• **TEXT PROVIDED**:
+ + + + +
From the Desk of Sharda Baker
Good day and welcome everyone!
This is Sharda with another potty train newsletter.
Let’s get to know them more by seeing their appearance
If you have started the process of potty training or house training an older dog, or if you are planning to start, there are some potty training tips for dogs and techniques that work effectively.
One thing that owners must remember is that every dog will learn at a different rate, and every dog will naturally be better at some tasks than others.
Try to be as patient with an older dog, as you would be with a puppy.
Love and attention will only help strengthen the bond between you and your dog and help the training process.
Some thoughts to keep in mind with older dogs are:
- Never punish an older dog if catch it in the act of relieving itself in the house. Simply rush it outside and hopefully it will finish there, and then praise the dog for ending up in the right spot. Punishing will only encourage the dog to be sneaky and hide when they are relieving themselves.
+ + + + +
• **DATA SEGMENT**:
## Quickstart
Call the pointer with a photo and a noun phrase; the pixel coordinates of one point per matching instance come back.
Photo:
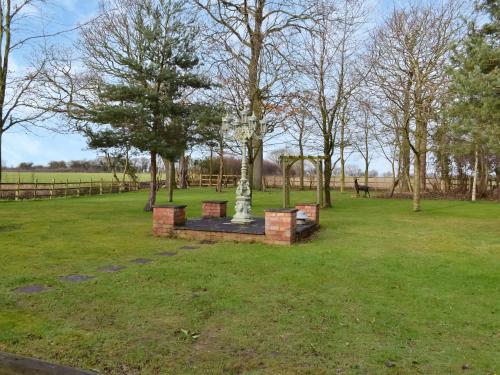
+ + + + +
• **REQUIREMENT**: Please continue the newsletter on potty training older dogs, writing on from its last tip about not punishing a dog caught relieving itself in the house.

• **RESULT FOR THIS EXERCISE**:
- Never punish a dog for an older accident that you have just discovered. Dogs won’t make the connection between the spot on the carpet and their behaviour; they will just know that you are mad at them.
- Never punish a dog for submission urination. This occurs when a dog in a pack is indicating to another dog that they are submissive to it. As the dominant family member an adult dog, especially one that may have been abused, may naturally urinate in submission. Punishment, including yelling, will only make the problem much worse. Playing with the dog, providing love and affection and having the dog outside when you greet it will make the situation better.
- Male dogs may mark their territory, even inside a house. If you have more than one dog in the house you may find that even the housetrained male starts to urinate inside when the untrained dog comes to the house. Cleaning and disinfecting is the key to preventing this problem.
- Adult dogs that urinate or mess in the house only when you are not home may have anxiety problems, or may simply be bored. Try taking the dog for a long walk before you leave, ensuring that they go while you are outside. Praise the dog when you return and there are no surprises. Start small, leaving for only 1 to 5 minutes and then gradually stay away longer. Provide lots of chew toys and entertaining things for the dog to play with while you are away.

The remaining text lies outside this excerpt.